TEXTE SOURCE:
L’absence de mon père m’a beaucoup pesée petite, dès qu’il partait en voyage je pleurais, c’était un abandon pour moi. Il me ramenait toujours un cadeau pour consoler son absence.
Arrivée à l’âge de l’adolescence, ma mère a bien eu du courage avec moi et mes sautes d’humeur. Cette phase où l’on découvre beaucoup de nouvelles choses, les premiers émois, les premières cigarettes, les premières rébellions, il faut savoir que jusqu’à mes 18 ans il était hors de questions pour moi de parler de mon adoption sinon je pleurais!
A 13 ans, mes parents adoptifs m’ont proposé de partir à Tahiti rencontrer ma famille, entre temps ma mère biologique avait eu 2 enfants après moi… pourquoi suis-je la seule? Quand je les ai rencontrés il y avait comme une évidence. Nous étions une fratrie, toute la même tête, là même couleur, les mêmes traits… j’en ai profité pour questionner ma mère biologique « Pourquoi moi? » « Pourquoi ce prénom? » « Pourquoi mon frère n’est jamais venu »
La réponse à ces 2 questions:
1) nous n’avions pas assez d’argent
2) alors à la base tu avais un K a la place du T c’est lors de l’enregistrement ils se sont trompés (je ne vous raconte pas le choc … « mais qui suis-je alors ? »
3) il y a eu une tornade le jour où vous deviez venir et ça n’a pas pu se faire (alors que mes parents adoptifs m’ont toujours dit que c’était elle qui voulait plus le donner… « qui ment? » )
Beaucoup de questions sans réponses.
De plus mes parents adoptifs me disaient toujours, ne prends pas des choses de valeurs il ne faut pas qu’ils t’envient.
Le jour où nous sommes rentrés j’ai fait une crise d’angoisse dans l’aéroport et l’avion… tiraillée entre 2 mondes, 2 familles… ou dois-je aller? Tahiti? France j’étais perdue!

DONNÉES DE L’EXERCICE:

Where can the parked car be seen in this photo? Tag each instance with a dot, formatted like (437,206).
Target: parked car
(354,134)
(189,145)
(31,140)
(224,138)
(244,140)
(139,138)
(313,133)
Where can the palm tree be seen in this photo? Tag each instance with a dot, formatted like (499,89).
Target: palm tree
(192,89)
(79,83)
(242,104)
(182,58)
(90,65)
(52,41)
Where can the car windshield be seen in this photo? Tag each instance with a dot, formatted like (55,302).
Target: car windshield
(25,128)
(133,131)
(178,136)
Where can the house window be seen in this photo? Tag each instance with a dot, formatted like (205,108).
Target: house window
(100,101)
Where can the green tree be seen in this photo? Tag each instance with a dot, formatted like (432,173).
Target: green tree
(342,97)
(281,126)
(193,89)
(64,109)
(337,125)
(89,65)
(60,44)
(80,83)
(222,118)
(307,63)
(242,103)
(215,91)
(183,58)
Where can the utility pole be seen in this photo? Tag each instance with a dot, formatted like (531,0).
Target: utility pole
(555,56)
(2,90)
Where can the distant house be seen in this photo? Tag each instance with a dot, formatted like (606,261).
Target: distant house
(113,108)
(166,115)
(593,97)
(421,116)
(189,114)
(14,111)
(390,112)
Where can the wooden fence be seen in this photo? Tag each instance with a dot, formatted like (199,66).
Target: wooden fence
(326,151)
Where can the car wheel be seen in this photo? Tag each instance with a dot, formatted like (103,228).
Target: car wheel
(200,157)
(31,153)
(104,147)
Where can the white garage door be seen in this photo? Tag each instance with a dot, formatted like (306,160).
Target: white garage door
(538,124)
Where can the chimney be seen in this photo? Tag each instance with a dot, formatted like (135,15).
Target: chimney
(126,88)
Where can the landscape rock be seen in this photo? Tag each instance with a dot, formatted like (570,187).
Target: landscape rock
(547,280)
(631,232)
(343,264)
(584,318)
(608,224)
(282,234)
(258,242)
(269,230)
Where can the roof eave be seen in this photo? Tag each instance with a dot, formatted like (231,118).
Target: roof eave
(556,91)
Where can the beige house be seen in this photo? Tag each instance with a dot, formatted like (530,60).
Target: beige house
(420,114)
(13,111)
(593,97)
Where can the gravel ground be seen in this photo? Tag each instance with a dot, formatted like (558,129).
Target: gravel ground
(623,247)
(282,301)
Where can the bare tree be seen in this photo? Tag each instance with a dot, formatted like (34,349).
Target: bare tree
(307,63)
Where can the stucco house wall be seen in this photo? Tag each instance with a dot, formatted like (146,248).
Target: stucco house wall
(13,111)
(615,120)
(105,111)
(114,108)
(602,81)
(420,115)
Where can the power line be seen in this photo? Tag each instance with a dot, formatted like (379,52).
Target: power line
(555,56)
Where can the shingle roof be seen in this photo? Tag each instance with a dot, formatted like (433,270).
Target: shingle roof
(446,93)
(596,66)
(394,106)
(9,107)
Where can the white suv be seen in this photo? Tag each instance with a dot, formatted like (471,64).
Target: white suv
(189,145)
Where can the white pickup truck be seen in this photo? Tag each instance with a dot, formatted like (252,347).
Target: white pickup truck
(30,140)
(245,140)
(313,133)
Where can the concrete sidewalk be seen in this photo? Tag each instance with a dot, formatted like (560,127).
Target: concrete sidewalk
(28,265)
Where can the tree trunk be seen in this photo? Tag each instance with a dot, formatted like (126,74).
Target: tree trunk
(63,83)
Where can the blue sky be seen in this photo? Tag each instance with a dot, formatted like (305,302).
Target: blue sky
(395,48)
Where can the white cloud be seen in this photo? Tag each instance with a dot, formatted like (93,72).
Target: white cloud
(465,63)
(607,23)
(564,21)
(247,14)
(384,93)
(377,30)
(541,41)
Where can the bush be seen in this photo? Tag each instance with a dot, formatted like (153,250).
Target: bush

ENSEMBLE DE TÂCHES:
1. Énumérez les « premières » expériences de l’adolescence citées dans le récit sur l’adoption.
2. Recopiez le passage du récit sur l’adoption qui commence par « 3) il y a eu » et se poursuit jusqu’à « France j’étais perdue! ».
Vous n’aurez pas besoin des entrées pour ce travail.

RÉPONSES PAR TÂCHE:
1. Les premiers émois, les premières cigarettes, les premières rébellions.

2.
3) il y a eu une tornade le jour où vous deviez venir et ça n’a pas pu se faire (alors que mes parents adoptifs m’ont toujours dit que c’était elle qui voulait plus le donner… « qui ment? » )
Beaucoup de questions sans réponses.
De plus mes parents adoptifs me disaient toujours, ne prends pas des choses de valeurs il ne faut pas qu’ils t’envient.
Le jour où nous sommes rentrés j’ai fait une crise d’angoisse dans l’aéroport et l’avion… tiraillée entre 2 mondes, 2 familles… ou dois-je aller? Tahiti? France j’étais perdue!